# SET TASK:
Copy the records below unchanged, except swap every "one marker per instance" for "one marker for each instance".

# INFORMATION SUPPLIED:
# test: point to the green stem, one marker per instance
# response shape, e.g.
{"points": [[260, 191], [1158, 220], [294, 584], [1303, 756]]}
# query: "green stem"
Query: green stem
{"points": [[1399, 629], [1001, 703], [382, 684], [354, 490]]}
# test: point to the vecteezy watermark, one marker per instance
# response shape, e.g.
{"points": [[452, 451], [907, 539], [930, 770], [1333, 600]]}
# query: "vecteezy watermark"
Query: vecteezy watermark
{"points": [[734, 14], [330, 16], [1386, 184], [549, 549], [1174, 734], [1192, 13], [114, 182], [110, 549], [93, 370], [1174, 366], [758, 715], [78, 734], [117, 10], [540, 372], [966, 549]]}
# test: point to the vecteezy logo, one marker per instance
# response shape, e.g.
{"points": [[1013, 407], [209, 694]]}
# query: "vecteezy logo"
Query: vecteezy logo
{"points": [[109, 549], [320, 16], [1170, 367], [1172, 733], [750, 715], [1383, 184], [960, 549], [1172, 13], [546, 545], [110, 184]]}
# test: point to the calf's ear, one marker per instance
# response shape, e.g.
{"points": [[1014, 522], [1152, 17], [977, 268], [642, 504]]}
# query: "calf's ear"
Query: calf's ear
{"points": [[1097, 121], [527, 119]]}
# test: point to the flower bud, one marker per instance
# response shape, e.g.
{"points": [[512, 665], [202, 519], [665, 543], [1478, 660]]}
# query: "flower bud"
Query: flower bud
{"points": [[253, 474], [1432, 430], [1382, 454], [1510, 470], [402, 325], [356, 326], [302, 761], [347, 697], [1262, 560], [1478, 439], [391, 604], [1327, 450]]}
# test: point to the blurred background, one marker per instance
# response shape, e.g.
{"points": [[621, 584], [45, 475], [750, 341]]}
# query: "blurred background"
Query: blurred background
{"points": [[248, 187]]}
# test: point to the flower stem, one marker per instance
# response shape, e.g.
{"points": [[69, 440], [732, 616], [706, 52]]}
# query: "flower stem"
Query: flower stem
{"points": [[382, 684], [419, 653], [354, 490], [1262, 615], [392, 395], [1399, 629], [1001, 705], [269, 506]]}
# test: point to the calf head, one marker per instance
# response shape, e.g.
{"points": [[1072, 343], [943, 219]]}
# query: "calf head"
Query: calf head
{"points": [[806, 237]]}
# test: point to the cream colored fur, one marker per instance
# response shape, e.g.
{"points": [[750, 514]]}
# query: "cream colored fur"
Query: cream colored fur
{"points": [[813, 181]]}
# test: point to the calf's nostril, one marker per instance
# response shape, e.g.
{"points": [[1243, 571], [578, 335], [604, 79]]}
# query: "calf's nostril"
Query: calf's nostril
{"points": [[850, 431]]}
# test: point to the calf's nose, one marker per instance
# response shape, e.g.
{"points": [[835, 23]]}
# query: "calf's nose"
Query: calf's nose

# THE REPLY:
# test: point to the green stem, one marker for each instance
# response shape, e.g.
{"points": [[260, 191], [1158, 220], [294, 584], [1303, 756]]}
# query: "green stem"
Query: green stem
{"points": [[1399, 629], [1001, 703], [382, 684], [354, 490]]}
# test: point to the vecteezy watermark, one marker for each instance
# response shape, e.g.
{"points": [[452, 451], [907, 539], [930, 770], [1333, 600]]}
# query: "vecteezy watermark"
Query: vecteezy watermark
{"points": [[734, 14], [330, 16], [1386, 184], [549, 549], [1174, 734], [1192, 13], [114, 182], [110, 549], [93, 370], [1174, 366], [758, 715], [78, 734], [117, 10], [540, 372], [966, 549]]}
# test: point to the vecteezy logo, one marker for each instance
# response shape, e.g.
{"points": [[1013, 407], [209, 694]]}
# query: "vecteezy logo"
Query: vecteezy logo
{"points": [[109, 549], [320, 16], [1170, 367], [1172, 733], [750, 715], [1383, 184], [960, 549], [1172, 13], [546, 545], [110, 184]]}
# test: point to the calf's ear, one marker for each instance
# response shape, e.g.
{"points": [[1014, 522], [1152, 17], [977, 268], [642, 504]]}
# query: "calf's ear"
Query: calf's ear
{"points": [[1097, 121], [527, 119]]}
# test: point to the flower bud, one marker for each instance
# response shape, e.g.
{"points": [[512, 665], [202, 519], [665, 543], [1478, 660]]}
# query: "flower bud"
Query: flower bud
{"points": [[253, 474], [1432, 430], [1382, 454], [1510, 470], [402, 325], [356, 326], [302, 761], [347, 697], [1262, 560], [1478, 439], [391, 604], [1327, 450]]}
# test: point to the blurred background, one marker for each instance
# response shape, e.g.
{"points": [[621, 584], [45, 475], [750, 341]]}
# query: "blurred background"
Query: blurred background
{"points": [[248, 187]]}
# test: point to the flower stem, one marker for each instance
# response shape, e.g.
{"points": [[69, 440], [732, 616], [706, 52]]}
# query: "flower stem"
Query: flower stem
{"points": [[382, 684], [419, 653], [354, 490], [1262, 615], [392, 395], [1399, 629], [1001, 705], [269, 506]]}
# test: point to the calf head, one marker for each instance
# response shape, e.g.
{"points": [[1072, 343], [943, 219]]}
# query: "calf head"
Query: calf head
{"points": [[806, 237]]}
# test: point to the cream colored fur, one marker for each instance
# response shape, e.g.
{"points": [[750, 514]]}
# query: "cream colored fur"
Query: cream colored fur
{"points": [[813, 181]]}
# test: point to the calf's nostril, one marker for each instance
# response shape, e.g.
{"points": [[1243, 571], [578, 335], [604, 79]]}
# query: "calf's nostril"
Query: calf's nostril
{"points": [[850, 431]]}
# test: point to the calf's nose, one marker for each instance
# response shape, e.g.
{"points": [[835, 23]]}
# query: "calf's nose"
Query: calf's nose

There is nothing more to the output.